#### [文章部分]
采访感言
十几年前,一则京津间半小时通勤的消息就能引起轰动,那时关于高铁技术的选用还被广为争论。如今,“四纵四横”,高铁飞驰,从京津冀到长三角再到广深港,中国高铁的发展速度震惊世界,“复兴号”在京沪高铁率先开启350公里时速运营新时代,以成熟商运的“世界最快”、自主研制的“中国标准”双双领跑全球。回想当年真已恍若隔世。
京津城际十周年
“复兴号”驶向未来
2018年8月8日,京津城际十周年,京津城际全部更换为“复兴号”动车组列车。京津城际铁路实施新的列车运行图,复兴号动车组在京津城际铁路上按照时速350公里运行。同时,京津城际早晚高峰增加车次,缩短列车发车间隔。
在庆祝活动上,C2002次列车列车长张露莹向大家展示了一个小小的“C+”智能服务。通过扫二维码,旅客可以填写个人信息和列车座位号,比如填写“需要热水”等服务需求,信息会被传送到列车长手机中。很快乘务员送来了一杯热水。如今像这样的智能服务在“复兴号”上还有很多。
然而十几年前,中国铁路还是靠引进国外动车技术消化吸收再创新,“和谐号”动车组在运营中出现了不少新问题。接口、轮轨直径、车轮探面形状、动拖比例、司机操作界面等,每个车系均自成一体,无法互联互通。曾经发生过这样一件事:一列动车发生设备故障,紧急调换备车后,却有旅客持原票在换车后没有座位。原来,引进的CRH2型与CRH3型车编组定员不同,前者有610个座位,而后者为556个座位。
而今天的复兴号已经在动车九大关键技术和十项配套技术上拥有完全自主知识产权,其中包括核心技术之一牵引动力系统。“牵引动力系统是‘复兴号’的心脏,它驱动列车前进,为列车提供动力。它把25千伏的电压引入车内后,通过变流器将其变为三相交流电,驱动牵引电机前进,实现了从设计采购一直到芯片的试验、组建、结构设计全部自主完成。”专家如是说。
正如专家所说,“复兴号”今日开启的350公里运营时速不是简单的“恢复”,不是似是而非的“重回”,而是“在新的安全技术标准保障下的提速”。它承载着百年中国工业现代化一直苦苦追寻的核心技术能力。

#### [练习要求]
1/ 判断下列说法是否与这篇关于“复兴号”的文章相符,逐项回答“是”或“否”,并照录文中起决定作用的原话:(a)2018年8月8日,京津城际全部换成了“复兴号”动车组列车;(b)引进的CRH2型车比CRH3型车座位少;(c)牵引动力系统把25千伏的电压变为直流电。
2/ 请接着这篇关于“复兴号”的文章的最后一句往下写。
以下各行是独立的材料,与这篇关于“复兴号”的文章无关。

(收集的数据条目)
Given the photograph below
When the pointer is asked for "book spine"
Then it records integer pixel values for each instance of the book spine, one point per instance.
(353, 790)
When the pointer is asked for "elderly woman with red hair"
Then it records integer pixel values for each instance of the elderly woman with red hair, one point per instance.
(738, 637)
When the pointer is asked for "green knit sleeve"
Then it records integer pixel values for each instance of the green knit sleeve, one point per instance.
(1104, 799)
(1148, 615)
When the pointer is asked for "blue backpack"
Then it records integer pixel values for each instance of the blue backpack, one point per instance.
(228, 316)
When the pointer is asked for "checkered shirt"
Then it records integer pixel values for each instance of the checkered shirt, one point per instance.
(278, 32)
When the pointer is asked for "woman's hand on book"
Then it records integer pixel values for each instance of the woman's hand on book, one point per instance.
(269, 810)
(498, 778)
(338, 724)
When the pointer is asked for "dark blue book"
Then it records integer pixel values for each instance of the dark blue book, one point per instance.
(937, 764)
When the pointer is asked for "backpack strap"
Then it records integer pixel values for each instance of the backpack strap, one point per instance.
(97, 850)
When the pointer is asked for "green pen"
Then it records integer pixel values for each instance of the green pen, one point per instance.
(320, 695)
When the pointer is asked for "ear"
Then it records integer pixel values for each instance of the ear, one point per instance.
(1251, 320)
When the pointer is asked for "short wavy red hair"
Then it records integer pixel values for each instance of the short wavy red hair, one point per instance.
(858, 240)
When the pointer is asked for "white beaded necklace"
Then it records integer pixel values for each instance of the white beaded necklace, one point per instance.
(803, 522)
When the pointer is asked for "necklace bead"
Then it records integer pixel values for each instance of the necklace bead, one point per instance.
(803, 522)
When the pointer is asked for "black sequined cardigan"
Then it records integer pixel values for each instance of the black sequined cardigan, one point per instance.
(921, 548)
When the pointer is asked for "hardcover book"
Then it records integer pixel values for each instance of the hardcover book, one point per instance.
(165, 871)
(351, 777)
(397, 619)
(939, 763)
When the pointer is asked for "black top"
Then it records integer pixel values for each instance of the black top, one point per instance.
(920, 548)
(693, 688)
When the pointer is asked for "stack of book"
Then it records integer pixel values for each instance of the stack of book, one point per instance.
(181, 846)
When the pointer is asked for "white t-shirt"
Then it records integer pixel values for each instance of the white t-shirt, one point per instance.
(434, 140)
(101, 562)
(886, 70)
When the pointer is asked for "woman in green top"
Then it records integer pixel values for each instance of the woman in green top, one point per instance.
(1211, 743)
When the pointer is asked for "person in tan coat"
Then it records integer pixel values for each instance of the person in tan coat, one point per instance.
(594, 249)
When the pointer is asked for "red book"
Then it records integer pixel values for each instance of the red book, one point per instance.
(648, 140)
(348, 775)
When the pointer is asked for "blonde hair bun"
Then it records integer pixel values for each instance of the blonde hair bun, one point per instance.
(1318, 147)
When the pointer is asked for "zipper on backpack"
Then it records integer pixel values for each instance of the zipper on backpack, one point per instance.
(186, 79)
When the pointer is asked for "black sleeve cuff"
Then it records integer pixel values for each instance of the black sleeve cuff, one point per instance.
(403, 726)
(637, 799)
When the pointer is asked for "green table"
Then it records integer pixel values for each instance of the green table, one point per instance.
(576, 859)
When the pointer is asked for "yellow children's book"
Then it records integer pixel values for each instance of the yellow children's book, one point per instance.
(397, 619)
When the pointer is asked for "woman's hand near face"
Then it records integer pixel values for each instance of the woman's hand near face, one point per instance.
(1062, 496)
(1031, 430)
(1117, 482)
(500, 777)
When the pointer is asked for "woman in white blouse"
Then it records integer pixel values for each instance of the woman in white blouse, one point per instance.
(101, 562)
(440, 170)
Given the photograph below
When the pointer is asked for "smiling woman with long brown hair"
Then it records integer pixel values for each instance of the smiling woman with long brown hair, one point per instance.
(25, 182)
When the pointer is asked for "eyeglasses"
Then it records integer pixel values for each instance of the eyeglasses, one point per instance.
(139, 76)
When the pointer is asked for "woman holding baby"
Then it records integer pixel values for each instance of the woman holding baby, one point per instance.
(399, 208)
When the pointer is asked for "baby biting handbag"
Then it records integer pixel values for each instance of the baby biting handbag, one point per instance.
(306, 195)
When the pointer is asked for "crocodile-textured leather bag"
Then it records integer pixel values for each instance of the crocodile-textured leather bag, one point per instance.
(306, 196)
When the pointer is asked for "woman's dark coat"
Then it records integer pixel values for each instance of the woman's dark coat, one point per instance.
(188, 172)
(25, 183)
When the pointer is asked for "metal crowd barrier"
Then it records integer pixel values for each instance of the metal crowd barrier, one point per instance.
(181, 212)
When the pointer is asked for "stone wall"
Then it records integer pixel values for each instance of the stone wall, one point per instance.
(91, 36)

#### [各题答案]
1/
(a)是:“京津城际全部更换为“复兴号”动车组列车”
(b)否:“前者有610个座位,而后者为556个座位”
(c)否:“通过变流器将其变为三相交流电”

2/
京津城际载着城市崛起的梦想,由于经济、社会、生活的转变,带来交通流量的快速增加。京津城际铁路运营10年,累计安全运送旅客2.9亿人次。每日开行列车数量,从最初的47对列车不断扩容激增至现在的日常运行图200对,列车增幅高达326%;日均从当初的两万人次,增加至现在的14.9万人次,京津城际铁路已经成为往来京津两地旅客出行首选。随着运行更安全、速度更快、运能更大、舒适性更好的京津城际“复兴号”的运行,与其他路网形成的“半小时交通圈”,不仅大大拉近京津两市的时空距离,加快了京津冀之间的交流繁荣发展,改变了区域经济的空间布局,还必将带动新一轮的京津冀运量增长和经济变革,为实现中华民族伟大复兴插上起飞的翅膀。
从一条难以置信的消息说起
2004年3月22日,《天津日报》刊发了一则由要闻部记者采写的《天津到北京30分钟抵达》的消息:依据规划,京津城际铁路客运专线长115公里,预计投资123亿元,实现京津间公交化运输,设计运行时间30分钟。据市交委负责人介绍,为了加快京津城际铁路客运专线的筹建工作,市政府成立了京津城际铁路客运专线建设领导小组及其办公室,目前客运专线的规划走向已经确定,正抓紧进行前期工作。新建京津城际铁路,将形成北京与天津间专用城际铁路快速客运通道,实现京津间30分钟抵达。
很快,该名记者便接到同事朋友们询问的电话。
“京津城际半个小时就能到吗?”“这个消息准确吗?”
“准确啊,肯定到。”他回答。
令他没有想到的是,接下来的一周里,他成了报社“最忙”的人,由于京津城际的消息刊发,找到办公室、通过电话、邮件向他确认的人很多。对于“京津间半小时通达”的说法,他坦言,曾多次向规划部门核实过,确实是准确无误的,不过大家就是不相信,这让他哭笑不得。
而实际上,从这则消息刊发到2008年8月1日京津城际正式通车,仅仅不到四年时间。京津城际开通运营时,运行时速为350公里,北京南站到天津站的运行时间为30分钟以内。
首批高铁司机如何选拔?
不同于内燃机车实行的正副司机制、双人驾驶,京津城际动车组都是单司机制、独立驾驶,这意味着动车司机承担的责任和驾驶所需技术含量非常高,所以取得资格十分困难。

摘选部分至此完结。